Provided text >>
━━━

On the Relation of Gene Essentiality to Intron Structure: A Computational and Deep Learning Approach
Ethan Schonfeld, Edward Vendrow, Joshua Vendrow, Elan Schonfeld.
This code repository contains code for data processing, figure generation, and model training, as well as the weights of our final models.
Figure 1: Details of convolutional neural network and testing results
a, Our model uses a convolutional architecture to predict intron essentialities. The convolutional layer contains multiple filters that detect motifs within the intronic sequence. Then, the pooling layer averages each filter’s response across the sequence to determine the cumulative presence of motifs. The resulting values are fed into a fully-connected layer followed by a two-value softmax output layer corresponding to the probabilities of the intron being part of an essential or nonessential gene. The best-performing model from our hyperparameter search used 128 convolutional filters with a window size of 24 and a fully connected layer with 128 neurons. We found best results when training with an L2 regularization parameter of 10−6 and a dropout rate of 0.2. We trained two models, one on the first 1000 bp of introns and one on the last 1000 bp. This includes the 5’ splice site in the first 1000 bp, as well as the 3’ splice site and the branch site in the last 1000 bp. In all following results, these models are tested on their respective sections of the intronic sequence. b, Our model, trained on the first 1000 bp of introns, had an AUC of 0.747. Our model, trained on the last 1000 bp of introns, had an AUC of 0.739. We predicted gene essentiality using a majority classifier on all introns of a gene. The majority classifier of the model trained on the first 1000 bp of introns saw an AUC of 0.843, and the majority classifier of the model trained on the last 1000 bp of introns saw an AUC of 0.824. We further improved accuracy by averaging the outputs of both majority classifiers. This combined classification strategy achieved an AUC of 0.857. c, As the first intron is known to have unique properties, we separately tested the models on only first introns, seeing improved accuracy. On first introns, the model trained on the first 1000 bp of introns had an AUC of 0.792 and the model trained on the last 1000 bp of introns had an AUC of 0.791. We further improved first intron essentiality prediction by averaging the outputs of both models to make a dual average prediction, achieving an AUC of 0.835.

━━━

Copy verbatim the passage of the gene essentiality text from "On the Relation" up to and including "Vendrow, Elan Schonfeld.". The rows come from a different source than the gene essentiality text.

━━━

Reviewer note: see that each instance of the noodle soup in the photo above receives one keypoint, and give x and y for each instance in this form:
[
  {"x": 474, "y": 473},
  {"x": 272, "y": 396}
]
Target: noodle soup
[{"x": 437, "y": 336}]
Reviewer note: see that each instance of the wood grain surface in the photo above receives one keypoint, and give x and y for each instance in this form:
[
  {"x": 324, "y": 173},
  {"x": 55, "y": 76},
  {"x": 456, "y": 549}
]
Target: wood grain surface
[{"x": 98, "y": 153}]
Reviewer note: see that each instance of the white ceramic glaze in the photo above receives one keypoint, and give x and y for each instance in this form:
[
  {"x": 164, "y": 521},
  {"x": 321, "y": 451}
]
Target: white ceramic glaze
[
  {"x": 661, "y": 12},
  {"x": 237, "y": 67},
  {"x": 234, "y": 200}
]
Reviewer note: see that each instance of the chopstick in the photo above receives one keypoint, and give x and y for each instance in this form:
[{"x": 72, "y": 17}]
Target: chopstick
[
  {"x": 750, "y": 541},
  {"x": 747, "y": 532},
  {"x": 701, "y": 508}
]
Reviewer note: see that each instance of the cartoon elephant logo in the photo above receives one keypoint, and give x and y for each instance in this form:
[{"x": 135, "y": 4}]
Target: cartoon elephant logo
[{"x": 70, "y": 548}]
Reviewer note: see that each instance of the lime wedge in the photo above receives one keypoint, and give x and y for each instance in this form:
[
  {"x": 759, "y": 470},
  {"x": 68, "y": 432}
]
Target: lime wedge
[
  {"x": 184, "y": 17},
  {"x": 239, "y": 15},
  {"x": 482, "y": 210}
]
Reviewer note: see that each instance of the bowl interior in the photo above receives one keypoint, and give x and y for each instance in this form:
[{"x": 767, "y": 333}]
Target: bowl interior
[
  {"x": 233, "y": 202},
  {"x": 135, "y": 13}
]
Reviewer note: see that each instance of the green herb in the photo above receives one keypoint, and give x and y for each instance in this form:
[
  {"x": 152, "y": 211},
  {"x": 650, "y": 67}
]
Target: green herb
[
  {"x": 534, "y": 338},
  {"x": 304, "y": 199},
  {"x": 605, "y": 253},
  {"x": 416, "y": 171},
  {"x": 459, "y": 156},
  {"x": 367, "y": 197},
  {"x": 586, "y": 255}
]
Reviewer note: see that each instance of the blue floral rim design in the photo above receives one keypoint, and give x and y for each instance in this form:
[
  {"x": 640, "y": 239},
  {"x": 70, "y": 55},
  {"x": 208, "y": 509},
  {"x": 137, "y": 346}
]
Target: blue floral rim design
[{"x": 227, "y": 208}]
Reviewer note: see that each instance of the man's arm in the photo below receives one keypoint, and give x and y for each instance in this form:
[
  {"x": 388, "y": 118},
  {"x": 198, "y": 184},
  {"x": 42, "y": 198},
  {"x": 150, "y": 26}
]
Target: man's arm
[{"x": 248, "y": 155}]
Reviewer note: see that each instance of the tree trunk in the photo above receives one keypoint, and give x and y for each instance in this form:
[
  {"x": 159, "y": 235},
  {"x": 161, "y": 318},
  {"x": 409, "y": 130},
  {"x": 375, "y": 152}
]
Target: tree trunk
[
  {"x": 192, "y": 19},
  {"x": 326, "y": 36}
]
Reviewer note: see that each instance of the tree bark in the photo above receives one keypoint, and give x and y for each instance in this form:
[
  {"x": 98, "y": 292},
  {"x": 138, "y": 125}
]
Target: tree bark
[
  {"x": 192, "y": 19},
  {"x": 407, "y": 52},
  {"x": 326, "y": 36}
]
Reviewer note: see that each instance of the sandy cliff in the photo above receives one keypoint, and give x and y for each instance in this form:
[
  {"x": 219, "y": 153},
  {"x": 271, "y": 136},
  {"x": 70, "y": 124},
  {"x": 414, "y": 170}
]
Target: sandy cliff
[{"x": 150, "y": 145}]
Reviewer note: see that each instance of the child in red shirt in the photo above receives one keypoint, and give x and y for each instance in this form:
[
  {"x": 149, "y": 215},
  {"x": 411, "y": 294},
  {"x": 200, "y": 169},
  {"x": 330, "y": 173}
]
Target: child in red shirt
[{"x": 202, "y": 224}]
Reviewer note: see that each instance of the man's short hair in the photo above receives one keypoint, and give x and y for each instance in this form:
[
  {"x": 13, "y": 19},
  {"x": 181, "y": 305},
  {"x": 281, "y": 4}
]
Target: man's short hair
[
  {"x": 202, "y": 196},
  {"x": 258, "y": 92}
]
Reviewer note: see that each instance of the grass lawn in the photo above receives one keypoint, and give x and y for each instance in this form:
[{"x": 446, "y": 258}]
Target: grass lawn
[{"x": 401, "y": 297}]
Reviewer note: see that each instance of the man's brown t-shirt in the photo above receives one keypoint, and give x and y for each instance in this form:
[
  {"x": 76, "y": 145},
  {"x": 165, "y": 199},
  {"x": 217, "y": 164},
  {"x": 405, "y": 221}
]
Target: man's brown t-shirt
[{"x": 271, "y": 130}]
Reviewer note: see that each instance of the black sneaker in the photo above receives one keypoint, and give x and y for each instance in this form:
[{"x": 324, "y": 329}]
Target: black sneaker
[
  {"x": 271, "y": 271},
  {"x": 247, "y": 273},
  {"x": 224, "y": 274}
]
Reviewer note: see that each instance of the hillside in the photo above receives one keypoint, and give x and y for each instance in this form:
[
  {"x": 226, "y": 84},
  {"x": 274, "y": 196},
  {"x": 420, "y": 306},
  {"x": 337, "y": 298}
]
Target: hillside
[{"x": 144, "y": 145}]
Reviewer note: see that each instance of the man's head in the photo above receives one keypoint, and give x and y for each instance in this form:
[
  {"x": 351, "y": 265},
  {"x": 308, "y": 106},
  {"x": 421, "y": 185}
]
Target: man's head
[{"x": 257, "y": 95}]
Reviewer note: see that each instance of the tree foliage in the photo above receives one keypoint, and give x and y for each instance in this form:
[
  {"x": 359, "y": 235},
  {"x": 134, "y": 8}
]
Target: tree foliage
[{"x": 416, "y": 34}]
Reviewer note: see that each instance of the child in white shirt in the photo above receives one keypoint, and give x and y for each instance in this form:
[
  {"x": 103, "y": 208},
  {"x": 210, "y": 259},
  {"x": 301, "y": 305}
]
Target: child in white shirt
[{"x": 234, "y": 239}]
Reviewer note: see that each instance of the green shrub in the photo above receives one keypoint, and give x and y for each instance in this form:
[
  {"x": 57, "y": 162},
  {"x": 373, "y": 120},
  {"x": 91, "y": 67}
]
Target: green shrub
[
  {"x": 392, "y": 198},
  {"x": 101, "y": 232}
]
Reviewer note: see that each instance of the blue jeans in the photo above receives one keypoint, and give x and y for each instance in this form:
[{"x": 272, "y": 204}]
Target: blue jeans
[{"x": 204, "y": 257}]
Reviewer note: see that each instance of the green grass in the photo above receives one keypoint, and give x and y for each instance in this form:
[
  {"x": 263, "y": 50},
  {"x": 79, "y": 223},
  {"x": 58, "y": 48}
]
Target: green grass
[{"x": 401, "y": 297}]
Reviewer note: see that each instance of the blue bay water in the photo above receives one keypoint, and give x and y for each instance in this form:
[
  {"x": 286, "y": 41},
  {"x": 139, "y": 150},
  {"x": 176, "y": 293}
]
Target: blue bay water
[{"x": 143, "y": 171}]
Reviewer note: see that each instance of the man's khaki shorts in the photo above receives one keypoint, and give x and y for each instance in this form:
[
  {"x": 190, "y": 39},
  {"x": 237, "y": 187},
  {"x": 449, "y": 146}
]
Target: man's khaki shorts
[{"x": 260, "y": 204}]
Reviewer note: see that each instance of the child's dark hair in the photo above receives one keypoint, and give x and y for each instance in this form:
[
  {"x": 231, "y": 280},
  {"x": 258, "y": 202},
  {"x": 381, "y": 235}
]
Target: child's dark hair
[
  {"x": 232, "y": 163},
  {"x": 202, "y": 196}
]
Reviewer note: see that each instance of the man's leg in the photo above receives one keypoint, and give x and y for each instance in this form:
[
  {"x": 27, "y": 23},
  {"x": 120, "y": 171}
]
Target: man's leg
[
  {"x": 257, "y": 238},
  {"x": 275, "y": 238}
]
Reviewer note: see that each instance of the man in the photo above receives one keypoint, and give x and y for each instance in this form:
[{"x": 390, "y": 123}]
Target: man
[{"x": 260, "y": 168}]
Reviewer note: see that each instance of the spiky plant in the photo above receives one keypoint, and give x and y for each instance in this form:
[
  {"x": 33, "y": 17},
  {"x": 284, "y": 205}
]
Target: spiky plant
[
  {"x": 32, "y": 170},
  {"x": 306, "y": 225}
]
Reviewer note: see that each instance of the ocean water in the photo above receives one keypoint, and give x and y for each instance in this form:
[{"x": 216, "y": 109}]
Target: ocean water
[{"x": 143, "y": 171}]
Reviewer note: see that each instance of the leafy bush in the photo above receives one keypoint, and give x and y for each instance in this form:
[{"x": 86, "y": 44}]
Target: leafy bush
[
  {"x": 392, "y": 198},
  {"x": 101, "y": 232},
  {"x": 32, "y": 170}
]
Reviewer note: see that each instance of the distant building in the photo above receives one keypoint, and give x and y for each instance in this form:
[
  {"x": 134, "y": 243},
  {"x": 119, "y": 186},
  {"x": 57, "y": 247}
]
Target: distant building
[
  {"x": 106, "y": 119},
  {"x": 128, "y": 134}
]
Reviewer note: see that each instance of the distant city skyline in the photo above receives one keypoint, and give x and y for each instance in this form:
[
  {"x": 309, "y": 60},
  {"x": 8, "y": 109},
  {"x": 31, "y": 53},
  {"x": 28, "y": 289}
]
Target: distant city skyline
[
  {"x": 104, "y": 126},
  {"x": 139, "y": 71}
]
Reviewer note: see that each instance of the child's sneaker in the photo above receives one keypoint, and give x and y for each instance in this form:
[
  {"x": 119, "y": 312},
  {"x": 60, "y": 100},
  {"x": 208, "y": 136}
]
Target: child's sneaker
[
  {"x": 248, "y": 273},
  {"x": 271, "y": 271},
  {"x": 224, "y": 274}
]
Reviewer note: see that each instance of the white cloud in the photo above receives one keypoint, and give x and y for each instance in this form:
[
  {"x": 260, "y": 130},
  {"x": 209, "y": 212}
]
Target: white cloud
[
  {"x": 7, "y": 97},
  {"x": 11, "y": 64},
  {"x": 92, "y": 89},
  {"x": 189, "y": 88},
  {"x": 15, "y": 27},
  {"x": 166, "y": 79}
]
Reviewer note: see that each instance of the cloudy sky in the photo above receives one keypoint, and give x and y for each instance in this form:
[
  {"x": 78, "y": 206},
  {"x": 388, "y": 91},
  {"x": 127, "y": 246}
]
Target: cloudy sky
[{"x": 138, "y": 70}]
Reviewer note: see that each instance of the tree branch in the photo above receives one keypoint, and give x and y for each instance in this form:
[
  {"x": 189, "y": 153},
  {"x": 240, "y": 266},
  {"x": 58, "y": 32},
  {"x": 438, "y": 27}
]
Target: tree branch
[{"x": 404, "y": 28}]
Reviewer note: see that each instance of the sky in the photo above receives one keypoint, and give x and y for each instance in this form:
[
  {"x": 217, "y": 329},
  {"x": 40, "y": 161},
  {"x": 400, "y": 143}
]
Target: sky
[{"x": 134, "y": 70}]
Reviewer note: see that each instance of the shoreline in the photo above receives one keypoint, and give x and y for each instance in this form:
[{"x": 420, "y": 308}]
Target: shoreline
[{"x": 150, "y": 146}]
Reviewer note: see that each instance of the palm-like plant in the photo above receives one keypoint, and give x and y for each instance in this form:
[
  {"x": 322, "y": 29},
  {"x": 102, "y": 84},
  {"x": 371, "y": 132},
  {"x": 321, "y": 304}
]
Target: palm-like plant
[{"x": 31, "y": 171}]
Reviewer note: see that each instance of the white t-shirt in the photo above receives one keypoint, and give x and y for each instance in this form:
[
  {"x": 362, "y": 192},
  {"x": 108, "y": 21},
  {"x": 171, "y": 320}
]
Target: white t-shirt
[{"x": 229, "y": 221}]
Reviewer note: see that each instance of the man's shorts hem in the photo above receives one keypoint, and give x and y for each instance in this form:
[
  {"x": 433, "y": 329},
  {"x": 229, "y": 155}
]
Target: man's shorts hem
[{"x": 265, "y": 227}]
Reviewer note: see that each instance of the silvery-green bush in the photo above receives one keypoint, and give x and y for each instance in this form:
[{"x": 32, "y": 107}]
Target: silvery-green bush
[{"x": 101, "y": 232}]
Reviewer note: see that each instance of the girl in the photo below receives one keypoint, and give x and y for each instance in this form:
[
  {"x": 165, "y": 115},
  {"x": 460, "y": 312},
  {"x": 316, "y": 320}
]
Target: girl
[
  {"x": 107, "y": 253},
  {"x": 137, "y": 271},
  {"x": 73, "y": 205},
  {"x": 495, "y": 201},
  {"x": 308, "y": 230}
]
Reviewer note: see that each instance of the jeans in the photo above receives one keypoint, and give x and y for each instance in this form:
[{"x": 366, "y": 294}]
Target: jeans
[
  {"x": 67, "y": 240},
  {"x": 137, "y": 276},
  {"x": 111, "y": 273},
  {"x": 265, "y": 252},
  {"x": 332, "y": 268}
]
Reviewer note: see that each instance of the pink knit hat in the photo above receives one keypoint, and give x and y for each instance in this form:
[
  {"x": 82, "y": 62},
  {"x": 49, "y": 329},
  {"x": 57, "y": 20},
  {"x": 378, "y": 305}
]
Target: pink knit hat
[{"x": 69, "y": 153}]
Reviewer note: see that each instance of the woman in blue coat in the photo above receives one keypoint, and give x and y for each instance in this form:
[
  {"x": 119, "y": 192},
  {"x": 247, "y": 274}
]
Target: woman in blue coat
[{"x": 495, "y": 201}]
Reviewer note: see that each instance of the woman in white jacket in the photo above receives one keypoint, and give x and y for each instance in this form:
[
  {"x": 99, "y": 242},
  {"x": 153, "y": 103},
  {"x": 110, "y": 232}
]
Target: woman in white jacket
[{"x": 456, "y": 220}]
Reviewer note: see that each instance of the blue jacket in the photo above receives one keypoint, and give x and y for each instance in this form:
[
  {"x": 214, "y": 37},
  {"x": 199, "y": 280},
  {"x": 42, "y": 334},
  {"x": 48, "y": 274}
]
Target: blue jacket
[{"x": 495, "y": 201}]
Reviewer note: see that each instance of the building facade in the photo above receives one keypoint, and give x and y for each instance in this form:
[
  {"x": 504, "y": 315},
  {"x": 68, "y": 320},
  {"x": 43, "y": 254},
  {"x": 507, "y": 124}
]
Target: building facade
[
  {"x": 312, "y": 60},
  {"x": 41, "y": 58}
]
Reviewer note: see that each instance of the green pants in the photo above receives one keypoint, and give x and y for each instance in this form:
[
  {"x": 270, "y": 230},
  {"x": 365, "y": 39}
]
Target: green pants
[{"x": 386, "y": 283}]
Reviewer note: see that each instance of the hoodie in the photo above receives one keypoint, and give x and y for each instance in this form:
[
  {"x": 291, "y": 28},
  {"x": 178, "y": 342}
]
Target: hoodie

━━━

Exercise response >>
On the Relation of Gene Essentiality to Intron Structure: A Computational and Deep Learning Approach
Ethan Schonfeld, Edward Vendrow, Joshua Vendrow, Elan Schonfeld.